_EXERCISE INSTRUCTIONS:_
Please copy the lines of the entries below, from the line with "segment --target sanderling" to the line with "69 39 L 19 40", both included, without changing a character.

* Start *

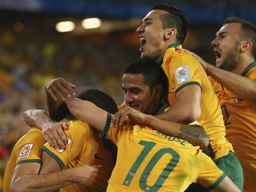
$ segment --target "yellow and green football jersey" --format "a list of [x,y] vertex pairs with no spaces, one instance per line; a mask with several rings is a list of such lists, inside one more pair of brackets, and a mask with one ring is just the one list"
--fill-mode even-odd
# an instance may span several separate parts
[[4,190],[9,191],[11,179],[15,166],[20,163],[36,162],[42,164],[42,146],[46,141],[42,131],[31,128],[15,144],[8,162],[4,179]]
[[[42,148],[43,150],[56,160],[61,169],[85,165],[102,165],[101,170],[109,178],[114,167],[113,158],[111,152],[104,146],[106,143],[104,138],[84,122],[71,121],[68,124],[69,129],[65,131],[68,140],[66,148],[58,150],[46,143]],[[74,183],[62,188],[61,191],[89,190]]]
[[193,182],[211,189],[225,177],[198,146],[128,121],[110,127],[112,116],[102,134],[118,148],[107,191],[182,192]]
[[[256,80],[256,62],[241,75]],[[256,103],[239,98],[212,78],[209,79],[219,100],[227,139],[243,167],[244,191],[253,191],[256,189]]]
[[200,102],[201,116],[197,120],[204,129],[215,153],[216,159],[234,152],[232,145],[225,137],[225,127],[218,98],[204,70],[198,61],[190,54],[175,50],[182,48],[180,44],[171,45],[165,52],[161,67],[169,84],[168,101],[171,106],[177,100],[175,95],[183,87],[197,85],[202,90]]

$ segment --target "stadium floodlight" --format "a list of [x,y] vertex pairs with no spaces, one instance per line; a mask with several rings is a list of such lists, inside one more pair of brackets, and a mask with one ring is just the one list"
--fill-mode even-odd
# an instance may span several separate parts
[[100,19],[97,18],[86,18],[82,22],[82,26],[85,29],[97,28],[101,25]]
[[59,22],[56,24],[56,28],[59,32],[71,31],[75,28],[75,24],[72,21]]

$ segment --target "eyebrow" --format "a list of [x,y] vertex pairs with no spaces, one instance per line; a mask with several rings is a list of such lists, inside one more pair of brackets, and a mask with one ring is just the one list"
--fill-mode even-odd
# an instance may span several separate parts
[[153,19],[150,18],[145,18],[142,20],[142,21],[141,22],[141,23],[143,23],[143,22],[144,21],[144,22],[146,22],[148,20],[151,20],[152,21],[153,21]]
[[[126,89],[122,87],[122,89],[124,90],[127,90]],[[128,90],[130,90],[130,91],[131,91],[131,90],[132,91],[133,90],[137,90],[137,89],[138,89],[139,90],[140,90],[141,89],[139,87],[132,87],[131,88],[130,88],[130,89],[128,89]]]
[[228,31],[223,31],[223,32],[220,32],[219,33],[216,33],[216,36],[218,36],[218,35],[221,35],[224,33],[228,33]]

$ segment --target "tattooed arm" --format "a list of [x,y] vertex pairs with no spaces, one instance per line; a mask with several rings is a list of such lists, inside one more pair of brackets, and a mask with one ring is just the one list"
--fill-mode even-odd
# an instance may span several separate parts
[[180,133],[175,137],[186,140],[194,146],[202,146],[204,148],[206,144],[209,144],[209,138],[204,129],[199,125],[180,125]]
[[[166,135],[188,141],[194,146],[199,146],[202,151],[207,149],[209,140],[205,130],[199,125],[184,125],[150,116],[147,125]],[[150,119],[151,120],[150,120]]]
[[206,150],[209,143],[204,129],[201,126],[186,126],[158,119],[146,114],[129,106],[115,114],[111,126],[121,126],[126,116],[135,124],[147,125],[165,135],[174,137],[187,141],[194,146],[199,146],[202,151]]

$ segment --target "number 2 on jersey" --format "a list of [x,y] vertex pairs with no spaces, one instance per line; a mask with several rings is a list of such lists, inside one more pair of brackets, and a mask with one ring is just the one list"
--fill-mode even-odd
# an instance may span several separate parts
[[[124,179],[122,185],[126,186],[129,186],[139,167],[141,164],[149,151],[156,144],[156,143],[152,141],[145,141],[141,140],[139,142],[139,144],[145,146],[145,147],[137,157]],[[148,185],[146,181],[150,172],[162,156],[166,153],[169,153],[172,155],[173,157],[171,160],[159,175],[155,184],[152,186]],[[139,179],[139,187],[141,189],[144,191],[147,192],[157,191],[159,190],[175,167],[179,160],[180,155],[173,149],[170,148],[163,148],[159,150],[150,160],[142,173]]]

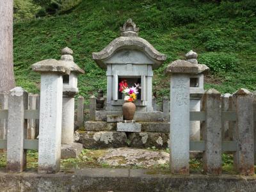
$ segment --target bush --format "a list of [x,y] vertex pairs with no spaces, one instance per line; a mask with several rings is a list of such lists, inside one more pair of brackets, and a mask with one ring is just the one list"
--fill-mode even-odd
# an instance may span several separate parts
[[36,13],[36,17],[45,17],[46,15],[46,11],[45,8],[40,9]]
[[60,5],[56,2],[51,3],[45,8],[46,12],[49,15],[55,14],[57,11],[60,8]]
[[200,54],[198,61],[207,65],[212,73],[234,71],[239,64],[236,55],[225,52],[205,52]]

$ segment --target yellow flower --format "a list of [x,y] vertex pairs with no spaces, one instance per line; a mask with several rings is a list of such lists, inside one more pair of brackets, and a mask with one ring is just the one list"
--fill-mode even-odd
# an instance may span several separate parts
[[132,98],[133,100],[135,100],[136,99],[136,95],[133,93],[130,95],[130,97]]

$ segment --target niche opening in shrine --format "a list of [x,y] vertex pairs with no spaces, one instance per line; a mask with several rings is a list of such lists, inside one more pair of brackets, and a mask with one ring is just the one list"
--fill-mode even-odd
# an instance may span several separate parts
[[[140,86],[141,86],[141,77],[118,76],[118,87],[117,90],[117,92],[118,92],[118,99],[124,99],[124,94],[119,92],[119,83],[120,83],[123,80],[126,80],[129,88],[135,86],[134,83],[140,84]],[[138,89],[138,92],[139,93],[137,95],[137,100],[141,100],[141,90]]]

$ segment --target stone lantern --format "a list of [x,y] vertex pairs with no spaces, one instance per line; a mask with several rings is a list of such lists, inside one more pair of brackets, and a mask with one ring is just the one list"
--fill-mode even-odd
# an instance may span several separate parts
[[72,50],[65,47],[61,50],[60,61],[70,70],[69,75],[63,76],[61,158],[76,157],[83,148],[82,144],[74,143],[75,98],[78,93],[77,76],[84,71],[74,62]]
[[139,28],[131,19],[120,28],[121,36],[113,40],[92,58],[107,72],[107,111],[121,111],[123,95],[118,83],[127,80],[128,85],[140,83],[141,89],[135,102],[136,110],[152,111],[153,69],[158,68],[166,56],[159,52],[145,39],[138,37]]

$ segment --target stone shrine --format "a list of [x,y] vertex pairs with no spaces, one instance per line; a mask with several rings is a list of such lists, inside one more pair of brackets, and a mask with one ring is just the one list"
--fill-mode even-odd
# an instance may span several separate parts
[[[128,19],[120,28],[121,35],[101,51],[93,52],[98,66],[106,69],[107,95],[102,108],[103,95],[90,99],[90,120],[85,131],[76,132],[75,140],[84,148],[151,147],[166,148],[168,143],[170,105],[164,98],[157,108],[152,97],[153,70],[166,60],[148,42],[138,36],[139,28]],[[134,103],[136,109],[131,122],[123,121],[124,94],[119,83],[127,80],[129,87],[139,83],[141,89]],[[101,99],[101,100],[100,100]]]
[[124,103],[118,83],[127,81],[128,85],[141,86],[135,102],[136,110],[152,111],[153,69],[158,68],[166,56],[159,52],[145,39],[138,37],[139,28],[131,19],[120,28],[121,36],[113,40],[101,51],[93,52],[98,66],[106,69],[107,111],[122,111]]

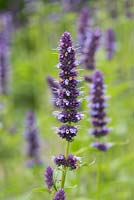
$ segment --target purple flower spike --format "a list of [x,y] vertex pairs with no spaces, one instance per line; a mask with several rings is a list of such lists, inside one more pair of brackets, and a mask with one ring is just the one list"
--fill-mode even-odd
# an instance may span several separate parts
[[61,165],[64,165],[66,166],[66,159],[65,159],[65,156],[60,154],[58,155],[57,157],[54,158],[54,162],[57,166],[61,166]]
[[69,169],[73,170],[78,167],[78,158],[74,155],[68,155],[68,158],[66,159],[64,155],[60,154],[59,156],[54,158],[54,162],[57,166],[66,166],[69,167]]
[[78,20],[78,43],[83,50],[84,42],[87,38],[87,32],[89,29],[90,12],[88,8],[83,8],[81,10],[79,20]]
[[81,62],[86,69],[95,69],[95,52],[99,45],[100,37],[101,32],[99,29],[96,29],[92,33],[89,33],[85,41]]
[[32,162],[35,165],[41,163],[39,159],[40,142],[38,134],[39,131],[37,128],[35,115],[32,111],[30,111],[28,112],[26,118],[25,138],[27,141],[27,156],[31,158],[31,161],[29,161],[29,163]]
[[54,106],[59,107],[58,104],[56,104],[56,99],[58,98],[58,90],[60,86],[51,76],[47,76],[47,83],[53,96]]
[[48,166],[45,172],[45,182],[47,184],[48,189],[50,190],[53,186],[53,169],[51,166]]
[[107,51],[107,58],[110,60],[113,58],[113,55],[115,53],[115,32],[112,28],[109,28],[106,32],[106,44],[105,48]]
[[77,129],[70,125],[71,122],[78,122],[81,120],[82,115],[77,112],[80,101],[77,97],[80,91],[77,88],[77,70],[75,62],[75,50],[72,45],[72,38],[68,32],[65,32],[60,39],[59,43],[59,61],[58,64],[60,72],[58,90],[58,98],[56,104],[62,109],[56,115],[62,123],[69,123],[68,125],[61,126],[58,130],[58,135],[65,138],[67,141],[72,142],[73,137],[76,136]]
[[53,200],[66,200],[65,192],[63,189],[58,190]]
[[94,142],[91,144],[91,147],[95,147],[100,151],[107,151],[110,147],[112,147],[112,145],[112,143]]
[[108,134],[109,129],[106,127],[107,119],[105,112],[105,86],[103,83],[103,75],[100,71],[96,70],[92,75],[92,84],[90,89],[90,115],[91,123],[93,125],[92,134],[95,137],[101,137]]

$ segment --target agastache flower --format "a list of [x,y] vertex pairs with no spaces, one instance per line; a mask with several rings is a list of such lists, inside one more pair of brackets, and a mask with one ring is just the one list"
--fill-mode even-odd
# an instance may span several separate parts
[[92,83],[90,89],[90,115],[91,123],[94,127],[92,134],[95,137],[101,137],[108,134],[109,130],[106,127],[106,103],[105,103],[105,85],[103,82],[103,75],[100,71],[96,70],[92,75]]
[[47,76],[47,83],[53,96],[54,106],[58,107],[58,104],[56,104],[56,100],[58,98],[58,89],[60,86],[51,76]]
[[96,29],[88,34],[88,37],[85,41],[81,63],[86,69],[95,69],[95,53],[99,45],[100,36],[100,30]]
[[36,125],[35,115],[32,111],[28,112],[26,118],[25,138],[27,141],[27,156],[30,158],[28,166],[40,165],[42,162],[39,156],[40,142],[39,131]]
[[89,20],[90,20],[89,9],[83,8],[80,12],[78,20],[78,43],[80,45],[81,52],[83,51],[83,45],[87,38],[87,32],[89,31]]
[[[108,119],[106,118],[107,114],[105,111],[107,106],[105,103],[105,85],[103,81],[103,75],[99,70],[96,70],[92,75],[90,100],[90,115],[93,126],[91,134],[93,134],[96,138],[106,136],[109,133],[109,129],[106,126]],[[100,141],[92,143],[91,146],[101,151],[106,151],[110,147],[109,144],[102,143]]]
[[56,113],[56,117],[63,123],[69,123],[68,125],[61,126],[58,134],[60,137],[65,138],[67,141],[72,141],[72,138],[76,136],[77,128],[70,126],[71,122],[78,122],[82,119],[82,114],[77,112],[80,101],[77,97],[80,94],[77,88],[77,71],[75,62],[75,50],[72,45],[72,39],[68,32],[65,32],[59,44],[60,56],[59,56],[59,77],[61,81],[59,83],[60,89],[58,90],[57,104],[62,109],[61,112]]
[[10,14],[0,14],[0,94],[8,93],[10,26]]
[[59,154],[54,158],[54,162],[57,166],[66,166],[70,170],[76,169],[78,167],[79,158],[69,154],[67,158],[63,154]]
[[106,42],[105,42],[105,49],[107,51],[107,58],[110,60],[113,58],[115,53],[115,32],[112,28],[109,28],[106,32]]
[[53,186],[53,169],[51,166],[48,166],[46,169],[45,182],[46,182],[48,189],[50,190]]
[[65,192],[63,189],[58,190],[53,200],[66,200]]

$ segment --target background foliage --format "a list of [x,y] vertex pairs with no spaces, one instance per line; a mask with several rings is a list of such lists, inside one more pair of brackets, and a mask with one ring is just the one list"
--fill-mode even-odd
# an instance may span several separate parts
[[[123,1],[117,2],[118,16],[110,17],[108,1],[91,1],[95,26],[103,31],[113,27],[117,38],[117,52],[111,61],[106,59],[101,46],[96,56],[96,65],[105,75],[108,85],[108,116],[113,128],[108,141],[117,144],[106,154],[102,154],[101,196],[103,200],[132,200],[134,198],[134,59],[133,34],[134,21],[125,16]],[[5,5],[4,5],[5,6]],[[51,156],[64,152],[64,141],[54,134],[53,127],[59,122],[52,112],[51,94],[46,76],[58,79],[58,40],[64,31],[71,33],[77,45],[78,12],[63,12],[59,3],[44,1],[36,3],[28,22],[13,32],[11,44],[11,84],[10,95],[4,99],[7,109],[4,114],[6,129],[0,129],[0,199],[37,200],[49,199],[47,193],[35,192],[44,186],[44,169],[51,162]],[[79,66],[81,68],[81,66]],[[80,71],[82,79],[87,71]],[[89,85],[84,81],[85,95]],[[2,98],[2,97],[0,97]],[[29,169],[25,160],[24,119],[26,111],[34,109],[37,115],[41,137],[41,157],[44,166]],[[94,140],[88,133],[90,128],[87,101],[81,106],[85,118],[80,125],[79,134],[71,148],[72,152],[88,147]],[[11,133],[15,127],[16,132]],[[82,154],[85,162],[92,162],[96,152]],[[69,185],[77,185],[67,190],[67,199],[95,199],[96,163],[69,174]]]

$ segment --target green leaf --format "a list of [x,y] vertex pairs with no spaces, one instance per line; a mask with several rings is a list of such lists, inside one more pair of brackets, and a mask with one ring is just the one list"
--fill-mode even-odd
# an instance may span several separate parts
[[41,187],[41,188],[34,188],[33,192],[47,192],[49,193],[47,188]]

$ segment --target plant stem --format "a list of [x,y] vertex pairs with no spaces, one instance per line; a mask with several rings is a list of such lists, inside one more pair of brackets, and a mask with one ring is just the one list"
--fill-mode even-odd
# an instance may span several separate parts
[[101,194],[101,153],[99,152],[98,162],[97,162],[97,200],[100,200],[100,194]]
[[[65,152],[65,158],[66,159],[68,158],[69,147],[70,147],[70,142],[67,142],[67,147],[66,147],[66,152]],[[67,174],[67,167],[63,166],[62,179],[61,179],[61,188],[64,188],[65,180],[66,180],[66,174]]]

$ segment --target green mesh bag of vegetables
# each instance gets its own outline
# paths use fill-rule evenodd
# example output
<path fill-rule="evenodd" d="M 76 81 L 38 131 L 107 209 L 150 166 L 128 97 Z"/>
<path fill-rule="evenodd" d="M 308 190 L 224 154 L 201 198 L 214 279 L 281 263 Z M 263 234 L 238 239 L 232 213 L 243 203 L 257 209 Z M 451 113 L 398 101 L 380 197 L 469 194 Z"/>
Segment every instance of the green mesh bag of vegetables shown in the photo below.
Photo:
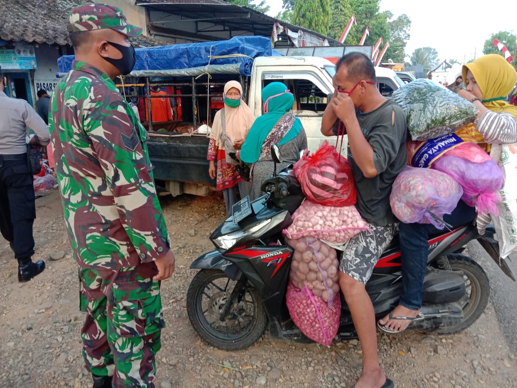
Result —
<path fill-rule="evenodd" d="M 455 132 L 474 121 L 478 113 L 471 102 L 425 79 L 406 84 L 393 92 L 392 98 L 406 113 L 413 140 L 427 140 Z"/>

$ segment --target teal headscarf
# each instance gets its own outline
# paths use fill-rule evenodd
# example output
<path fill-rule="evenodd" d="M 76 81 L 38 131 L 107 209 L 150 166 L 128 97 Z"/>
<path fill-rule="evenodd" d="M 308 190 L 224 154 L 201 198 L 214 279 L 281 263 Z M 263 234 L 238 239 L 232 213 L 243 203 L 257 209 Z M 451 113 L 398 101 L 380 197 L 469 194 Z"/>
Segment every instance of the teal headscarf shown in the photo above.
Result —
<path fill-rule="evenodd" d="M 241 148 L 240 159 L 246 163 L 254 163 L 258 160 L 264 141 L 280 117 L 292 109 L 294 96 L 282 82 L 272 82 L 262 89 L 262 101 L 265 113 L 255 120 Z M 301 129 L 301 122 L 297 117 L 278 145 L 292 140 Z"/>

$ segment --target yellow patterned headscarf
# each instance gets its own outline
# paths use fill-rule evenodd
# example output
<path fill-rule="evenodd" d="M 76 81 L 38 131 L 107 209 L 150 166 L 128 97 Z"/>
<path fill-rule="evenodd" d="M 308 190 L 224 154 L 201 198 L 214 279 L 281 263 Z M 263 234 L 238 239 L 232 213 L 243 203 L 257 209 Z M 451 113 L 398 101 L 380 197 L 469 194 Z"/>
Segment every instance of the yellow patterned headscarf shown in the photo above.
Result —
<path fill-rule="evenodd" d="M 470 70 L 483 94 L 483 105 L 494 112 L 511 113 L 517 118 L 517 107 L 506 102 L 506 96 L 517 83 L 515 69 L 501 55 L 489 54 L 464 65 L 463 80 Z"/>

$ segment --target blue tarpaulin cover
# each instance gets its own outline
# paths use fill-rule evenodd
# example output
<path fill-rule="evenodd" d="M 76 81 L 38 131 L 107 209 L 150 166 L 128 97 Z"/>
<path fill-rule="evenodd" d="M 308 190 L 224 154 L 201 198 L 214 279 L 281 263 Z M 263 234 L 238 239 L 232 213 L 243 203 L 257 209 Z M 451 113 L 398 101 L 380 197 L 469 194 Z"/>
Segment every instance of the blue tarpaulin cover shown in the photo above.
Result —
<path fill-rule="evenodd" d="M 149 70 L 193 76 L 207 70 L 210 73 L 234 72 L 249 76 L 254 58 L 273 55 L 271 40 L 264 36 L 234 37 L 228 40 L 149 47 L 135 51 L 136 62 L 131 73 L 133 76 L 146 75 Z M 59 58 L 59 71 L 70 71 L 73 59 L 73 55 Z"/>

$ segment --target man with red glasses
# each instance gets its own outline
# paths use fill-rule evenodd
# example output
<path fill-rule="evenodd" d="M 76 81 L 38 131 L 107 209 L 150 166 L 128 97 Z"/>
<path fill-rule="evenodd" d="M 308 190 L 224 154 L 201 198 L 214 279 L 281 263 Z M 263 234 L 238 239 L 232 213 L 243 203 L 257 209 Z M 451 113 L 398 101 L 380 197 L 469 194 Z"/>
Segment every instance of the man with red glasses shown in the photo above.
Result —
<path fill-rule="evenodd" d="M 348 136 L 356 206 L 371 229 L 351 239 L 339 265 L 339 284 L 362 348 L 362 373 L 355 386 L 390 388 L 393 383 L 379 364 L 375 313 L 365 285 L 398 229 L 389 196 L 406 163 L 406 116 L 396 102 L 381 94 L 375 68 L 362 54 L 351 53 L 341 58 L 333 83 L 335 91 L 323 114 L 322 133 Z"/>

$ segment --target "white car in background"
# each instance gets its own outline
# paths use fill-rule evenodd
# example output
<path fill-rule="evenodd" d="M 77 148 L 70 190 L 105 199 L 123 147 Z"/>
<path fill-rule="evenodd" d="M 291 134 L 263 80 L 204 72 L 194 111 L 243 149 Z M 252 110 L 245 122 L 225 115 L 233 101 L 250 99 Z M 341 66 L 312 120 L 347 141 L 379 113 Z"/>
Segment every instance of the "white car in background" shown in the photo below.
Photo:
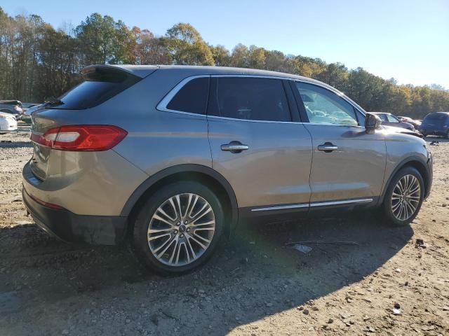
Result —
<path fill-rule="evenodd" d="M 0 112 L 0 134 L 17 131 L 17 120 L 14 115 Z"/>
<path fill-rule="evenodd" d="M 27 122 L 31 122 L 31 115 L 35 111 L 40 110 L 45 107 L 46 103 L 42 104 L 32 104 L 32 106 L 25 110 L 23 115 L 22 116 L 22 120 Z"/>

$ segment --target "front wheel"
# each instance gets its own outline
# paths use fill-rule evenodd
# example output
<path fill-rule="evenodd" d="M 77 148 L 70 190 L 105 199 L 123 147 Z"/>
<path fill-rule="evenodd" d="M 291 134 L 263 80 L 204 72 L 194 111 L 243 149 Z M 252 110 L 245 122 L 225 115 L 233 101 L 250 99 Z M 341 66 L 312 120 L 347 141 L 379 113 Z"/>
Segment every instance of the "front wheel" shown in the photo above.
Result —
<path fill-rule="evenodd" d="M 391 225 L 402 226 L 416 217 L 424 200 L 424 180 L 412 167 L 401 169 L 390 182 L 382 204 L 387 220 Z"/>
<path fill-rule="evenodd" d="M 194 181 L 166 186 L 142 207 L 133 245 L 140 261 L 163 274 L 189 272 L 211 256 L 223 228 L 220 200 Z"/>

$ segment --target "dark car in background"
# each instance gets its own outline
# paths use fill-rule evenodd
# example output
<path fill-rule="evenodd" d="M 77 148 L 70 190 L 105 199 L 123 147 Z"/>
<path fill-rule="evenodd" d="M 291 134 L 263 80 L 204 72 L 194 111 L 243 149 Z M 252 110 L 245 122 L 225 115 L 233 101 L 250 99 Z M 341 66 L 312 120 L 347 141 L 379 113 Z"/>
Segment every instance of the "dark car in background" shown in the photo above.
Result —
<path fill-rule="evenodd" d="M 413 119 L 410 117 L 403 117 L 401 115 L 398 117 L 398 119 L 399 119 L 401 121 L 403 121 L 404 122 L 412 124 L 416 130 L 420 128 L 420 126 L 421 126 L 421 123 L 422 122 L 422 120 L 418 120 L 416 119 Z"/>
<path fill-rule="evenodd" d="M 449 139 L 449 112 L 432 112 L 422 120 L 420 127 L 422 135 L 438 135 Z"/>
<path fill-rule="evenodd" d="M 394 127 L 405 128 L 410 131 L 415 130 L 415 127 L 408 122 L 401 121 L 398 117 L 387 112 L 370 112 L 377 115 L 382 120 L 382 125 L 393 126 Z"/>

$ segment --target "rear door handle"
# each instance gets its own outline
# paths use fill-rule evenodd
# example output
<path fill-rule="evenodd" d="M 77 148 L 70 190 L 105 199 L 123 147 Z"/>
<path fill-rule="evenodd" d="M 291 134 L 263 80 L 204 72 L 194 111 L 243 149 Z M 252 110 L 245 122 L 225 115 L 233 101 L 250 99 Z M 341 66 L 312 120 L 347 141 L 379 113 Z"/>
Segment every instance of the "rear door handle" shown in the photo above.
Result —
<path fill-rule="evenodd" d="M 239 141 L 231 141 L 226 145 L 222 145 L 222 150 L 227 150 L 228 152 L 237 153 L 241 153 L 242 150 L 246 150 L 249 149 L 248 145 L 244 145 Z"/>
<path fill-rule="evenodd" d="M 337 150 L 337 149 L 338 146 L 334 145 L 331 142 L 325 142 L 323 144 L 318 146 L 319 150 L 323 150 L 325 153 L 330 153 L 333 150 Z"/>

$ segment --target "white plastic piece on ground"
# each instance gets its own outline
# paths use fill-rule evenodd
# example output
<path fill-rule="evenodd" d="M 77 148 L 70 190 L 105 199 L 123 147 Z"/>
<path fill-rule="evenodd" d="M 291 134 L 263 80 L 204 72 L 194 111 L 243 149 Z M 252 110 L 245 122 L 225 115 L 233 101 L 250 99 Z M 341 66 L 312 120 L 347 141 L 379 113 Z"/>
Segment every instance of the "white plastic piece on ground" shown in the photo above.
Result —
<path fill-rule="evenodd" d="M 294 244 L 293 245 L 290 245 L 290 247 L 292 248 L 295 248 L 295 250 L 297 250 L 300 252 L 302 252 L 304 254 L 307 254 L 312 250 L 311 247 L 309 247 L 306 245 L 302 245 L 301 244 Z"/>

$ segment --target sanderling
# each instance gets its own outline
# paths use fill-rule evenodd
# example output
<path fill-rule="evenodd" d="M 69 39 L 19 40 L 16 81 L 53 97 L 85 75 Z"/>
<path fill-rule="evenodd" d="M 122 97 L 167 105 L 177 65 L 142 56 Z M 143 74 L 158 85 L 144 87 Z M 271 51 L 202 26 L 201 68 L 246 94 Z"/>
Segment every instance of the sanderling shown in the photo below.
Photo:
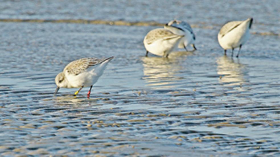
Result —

* End *

_THE RESULT:_
$ segment --target sanderling
# each instance gets its own outline
# paths use fill-rule evenodd
# example output
<path fill-rule="evenodd" d="M 69 39 L 19 40 L 16 81 L 53 97 L 85 75 Z"/>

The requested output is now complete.